▸ **SOURCE PASSAGE**

# # # # #

TUE 25 - 7 - 2017
 
Date: Jul 10, 2017
Source: The Daily Star
Lebanon: Cabinet to meet as row over refugees’ return heats up
Hussein Dakroub| The Daily Star
BEIRUT: The Cabinet is slated to meet this week amid a snowballing row over whether Lebanon should talk to the Syrian government to coordinate a safe return of Syrian refugees to their country. The dispute between two rival Lebanese camps over whether Lebanon should enter into direct talks with the Syrian regime on the refugees’ return to safe areas in the war-ravaged country has seriously jolted Cabinet unity at a time the government is struggling to stave off the negative fallout of the 6-year-old bloody conflict next door.

“There is no solution to the problem of the refugees’ return to their country except through a dialogue with the Syrian government,” Minister of State for Parliamentary Affairs Ali Qanso told The Daily Star Sunday.

“Since the refugees’ return is a divisive issue, a dialogue among the Lebanese factions is required first before launching a dialogue between the two governments on the safe return of Syrian refugees to their country,” he said.

Although the refugees’ issue is not listed on the agenda of this week’s Cabinet session, Qanso, who represents the Syrian Social Nationalist Party in the Cabinet, said that some ministers might opt to bring it up, given the urgency of the matter.

During last week’s Cabinet session at Baabda Palace, Hezbollah ministers and their allies called for direct talks with the Syrian government to coordinate the refugees’ return. But Prime Minister Saad Hariri, backed by ministers of the Future Movement, the Lebanese Forces and the Progressive Socialist Party, staunchly rejected any contact with Damascus, saying this issue is the responsibility of the United Nations.

# # # # #

▸ **RECORD EXTRACTS**
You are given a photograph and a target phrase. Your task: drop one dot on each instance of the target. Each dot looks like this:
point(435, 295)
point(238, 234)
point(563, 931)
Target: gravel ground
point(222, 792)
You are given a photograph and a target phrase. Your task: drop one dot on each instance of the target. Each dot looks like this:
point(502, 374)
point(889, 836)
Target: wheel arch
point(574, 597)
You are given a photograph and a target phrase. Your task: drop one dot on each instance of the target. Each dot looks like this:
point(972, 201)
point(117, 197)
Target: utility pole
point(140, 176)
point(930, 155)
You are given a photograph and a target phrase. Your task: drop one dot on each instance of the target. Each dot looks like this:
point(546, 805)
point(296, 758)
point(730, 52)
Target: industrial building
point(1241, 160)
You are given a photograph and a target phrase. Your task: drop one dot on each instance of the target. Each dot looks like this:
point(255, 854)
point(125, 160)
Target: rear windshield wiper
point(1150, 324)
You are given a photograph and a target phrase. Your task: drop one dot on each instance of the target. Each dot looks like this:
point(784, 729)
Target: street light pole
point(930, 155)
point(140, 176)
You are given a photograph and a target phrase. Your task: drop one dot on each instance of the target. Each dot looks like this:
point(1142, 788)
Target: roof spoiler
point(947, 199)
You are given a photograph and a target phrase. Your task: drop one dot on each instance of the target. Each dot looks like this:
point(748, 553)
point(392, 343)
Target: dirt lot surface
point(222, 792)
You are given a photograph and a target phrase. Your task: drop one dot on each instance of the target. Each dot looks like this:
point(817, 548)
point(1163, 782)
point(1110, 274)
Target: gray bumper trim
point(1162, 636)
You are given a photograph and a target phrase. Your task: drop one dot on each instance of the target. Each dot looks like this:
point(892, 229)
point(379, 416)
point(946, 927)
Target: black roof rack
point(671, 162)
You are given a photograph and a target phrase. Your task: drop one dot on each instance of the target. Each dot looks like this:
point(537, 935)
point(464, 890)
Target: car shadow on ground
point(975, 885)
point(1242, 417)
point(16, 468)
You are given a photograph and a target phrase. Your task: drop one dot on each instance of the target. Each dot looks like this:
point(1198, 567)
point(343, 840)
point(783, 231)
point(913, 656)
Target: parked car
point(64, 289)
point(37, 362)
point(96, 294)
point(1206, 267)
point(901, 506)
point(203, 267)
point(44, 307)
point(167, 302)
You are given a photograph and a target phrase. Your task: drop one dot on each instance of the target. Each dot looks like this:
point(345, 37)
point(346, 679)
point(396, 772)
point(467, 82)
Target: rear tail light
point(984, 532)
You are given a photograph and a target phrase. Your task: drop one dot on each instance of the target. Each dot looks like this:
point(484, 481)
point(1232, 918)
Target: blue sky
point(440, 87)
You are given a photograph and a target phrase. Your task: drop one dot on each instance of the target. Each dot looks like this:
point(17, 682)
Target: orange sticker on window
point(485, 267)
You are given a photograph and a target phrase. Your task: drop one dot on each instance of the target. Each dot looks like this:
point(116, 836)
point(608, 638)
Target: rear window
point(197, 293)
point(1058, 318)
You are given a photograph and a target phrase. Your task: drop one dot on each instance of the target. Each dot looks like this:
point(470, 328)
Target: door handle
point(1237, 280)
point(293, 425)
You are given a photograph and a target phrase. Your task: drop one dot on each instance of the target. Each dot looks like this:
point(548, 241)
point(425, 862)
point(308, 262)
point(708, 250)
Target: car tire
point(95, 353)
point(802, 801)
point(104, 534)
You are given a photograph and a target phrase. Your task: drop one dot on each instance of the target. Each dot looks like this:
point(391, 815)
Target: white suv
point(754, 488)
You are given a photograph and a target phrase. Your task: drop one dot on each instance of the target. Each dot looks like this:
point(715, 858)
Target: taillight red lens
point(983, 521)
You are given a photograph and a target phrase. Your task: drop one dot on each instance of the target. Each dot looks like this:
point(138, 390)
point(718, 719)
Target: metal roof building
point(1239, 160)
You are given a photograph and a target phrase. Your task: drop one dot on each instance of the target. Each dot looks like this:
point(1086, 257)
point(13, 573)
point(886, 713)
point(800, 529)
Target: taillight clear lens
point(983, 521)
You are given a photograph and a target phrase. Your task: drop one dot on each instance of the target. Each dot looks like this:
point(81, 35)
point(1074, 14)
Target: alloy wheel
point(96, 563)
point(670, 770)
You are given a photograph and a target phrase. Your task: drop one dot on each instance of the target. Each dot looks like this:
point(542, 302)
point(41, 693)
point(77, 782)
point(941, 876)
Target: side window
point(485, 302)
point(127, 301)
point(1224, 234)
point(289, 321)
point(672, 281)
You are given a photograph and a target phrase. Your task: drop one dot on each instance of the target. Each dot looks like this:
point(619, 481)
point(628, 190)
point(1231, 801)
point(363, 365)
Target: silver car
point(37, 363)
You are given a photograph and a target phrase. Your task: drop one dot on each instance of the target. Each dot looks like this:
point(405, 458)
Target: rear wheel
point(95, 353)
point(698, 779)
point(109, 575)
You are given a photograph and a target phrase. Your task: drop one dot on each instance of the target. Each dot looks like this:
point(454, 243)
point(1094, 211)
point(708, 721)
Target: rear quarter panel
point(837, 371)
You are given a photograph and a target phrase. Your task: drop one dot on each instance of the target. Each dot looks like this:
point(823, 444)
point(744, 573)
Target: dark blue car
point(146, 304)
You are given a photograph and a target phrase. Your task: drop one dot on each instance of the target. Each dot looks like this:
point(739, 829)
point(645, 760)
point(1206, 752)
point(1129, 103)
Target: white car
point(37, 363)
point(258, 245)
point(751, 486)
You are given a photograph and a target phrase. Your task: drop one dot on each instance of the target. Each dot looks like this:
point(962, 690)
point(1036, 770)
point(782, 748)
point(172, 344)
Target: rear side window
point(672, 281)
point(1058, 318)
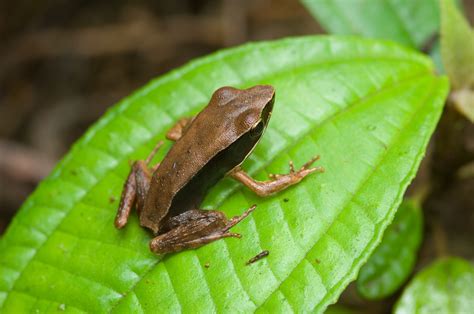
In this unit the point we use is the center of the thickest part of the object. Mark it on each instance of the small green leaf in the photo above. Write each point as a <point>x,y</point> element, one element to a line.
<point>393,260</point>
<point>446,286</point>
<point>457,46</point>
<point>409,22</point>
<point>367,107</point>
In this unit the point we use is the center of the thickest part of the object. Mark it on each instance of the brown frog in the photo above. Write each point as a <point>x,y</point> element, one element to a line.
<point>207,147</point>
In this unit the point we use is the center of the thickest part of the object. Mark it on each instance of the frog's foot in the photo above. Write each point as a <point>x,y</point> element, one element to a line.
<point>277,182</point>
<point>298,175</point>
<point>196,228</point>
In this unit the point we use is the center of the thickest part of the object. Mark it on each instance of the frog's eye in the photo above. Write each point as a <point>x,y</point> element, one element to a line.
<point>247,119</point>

# # # # #

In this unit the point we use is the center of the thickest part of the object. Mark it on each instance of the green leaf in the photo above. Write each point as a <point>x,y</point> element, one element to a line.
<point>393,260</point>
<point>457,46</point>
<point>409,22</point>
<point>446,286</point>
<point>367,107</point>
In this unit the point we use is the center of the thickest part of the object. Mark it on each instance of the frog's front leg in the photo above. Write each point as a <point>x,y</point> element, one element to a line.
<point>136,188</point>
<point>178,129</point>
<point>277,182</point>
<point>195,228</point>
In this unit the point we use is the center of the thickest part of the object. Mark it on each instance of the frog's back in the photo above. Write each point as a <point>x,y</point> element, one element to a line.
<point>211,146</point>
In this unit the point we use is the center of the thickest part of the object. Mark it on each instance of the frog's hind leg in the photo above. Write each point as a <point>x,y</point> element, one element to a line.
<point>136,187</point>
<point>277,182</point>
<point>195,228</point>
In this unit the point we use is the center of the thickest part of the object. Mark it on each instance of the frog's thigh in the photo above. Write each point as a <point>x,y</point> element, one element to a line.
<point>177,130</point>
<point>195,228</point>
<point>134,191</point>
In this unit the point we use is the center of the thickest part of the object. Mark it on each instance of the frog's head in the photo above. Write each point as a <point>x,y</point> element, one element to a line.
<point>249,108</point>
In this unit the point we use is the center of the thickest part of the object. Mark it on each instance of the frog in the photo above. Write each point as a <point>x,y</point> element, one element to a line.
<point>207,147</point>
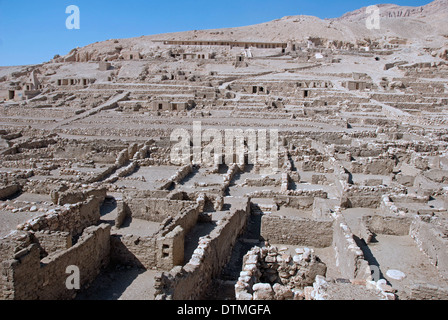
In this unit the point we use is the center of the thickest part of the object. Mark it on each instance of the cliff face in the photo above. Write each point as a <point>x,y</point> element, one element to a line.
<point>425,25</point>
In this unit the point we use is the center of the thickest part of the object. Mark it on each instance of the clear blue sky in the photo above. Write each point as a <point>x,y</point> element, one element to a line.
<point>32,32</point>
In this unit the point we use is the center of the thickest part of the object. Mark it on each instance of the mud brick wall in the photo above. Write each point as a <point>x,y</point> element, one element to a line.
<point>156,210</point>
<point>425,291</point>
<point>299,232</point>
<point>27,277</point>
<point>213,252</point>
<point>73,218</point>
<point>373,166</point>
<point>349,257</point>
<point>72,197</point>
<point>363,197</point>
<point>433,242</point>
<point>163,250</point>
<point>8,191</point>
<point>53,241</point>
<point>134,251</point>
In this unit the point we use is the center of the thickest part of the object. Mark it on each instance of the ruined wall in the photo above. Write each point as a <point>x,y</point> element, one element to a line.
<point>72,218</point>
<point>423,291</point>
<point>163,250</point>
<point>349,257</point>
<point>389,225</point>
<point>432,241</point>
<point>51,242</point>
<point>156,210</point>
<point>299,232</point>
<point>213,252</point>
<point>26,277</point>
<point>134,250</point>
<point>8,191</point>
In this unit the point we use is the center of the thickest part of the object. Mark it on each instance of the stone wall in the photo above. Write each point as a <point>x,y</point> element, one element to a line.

# # # # #

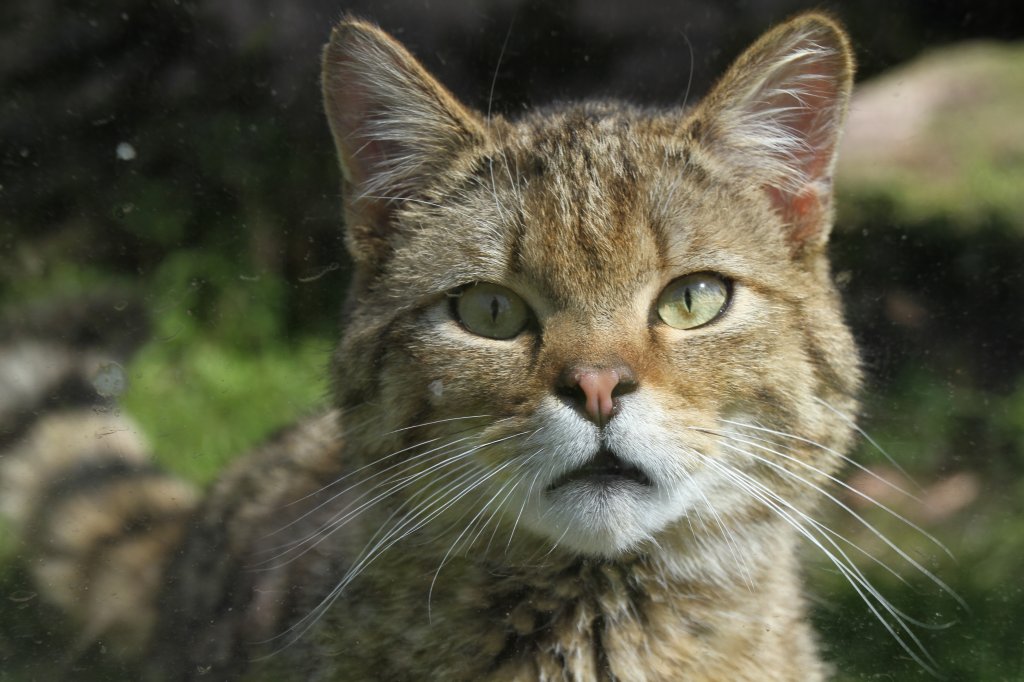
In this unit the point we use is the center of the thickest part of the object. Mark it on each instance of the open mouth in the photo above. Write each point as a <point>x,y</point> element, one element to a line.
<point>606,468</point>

# # # # #

▸ **REQUESTS**
a – In the report on the refugee dispute, swap "Cabinet" for "Council of Ministers" in the passage that begins at the words "Date: Jul 10, 2017" and stops after "conflict next door.".
b – Write the next part of the report on the Lebanese refugee dispute, going on from its final sentence.
The data above have nothing to do with the report on the Lebanese Cabinet and the refugee dispute.

▸ **PER-TASK OUTPUTS**
a –
Date: Jul 10, 2017
Source: The Daily Star
Lebanon: Council of Ministers to meet as row over refugees’ return heats up
Hussein Dakroub| The Daily Star
BEIRUT: The Council of Ministers is slated to meet this week amid a snowballing row over whether Lebanon should talk to the Syrian government to coordinate a safe return of Syrian refugees to their country. The dispute between two rival Lebanese camps over whether Lebanon should enter into direct talks with the Syrian regime on the refugees’ return to safe areas in the war-ravaged country has seriously jolted Council of Ministers unity at a time the government is struggling to stave off the negative fallout of the 6-year-old bloody conflict next door.

b –
At Hariri’s request, the thorny issue of the refugees’ return has been set aside.

“Due to the ministers’ discord over the return of Syrian refugees to their country, it has been agreed to put this issue in the hands of President Michel Aoun who will try to find a solution,” a source at Baabda Palace told The Daily Star.

The source said that Hariri would chair the Cabinet session scheduled to be held at the Grand Serail at 11 a.m. Wednesday with some 60 items on the agenda.

Contrary to wide expectations, the Cabinet is unlikely to approve any long-awaited appointments to fill a number of vacant administrative, diplomatic and judicial posts because of conflicting proposals by ministers.

“Before approving any appointments, the Cabinet will study and agree on a mechanism that will govern civil service appointments,” the source said.

One important item on the agenda is a proposal for generating electricity through wind farms as part of exploring cleaner and renewable energy sources, the source added.

This item was supposed to be discussed during last week’s session, but it was postponed because Energy Minister Cesar Abi Khalil was visiting the United States.

Abi Khalil was also reported to be waiting for a report from the government Tenders Department concerning his electricity reform plan to lease two power barges to increase electricity supply over the summer.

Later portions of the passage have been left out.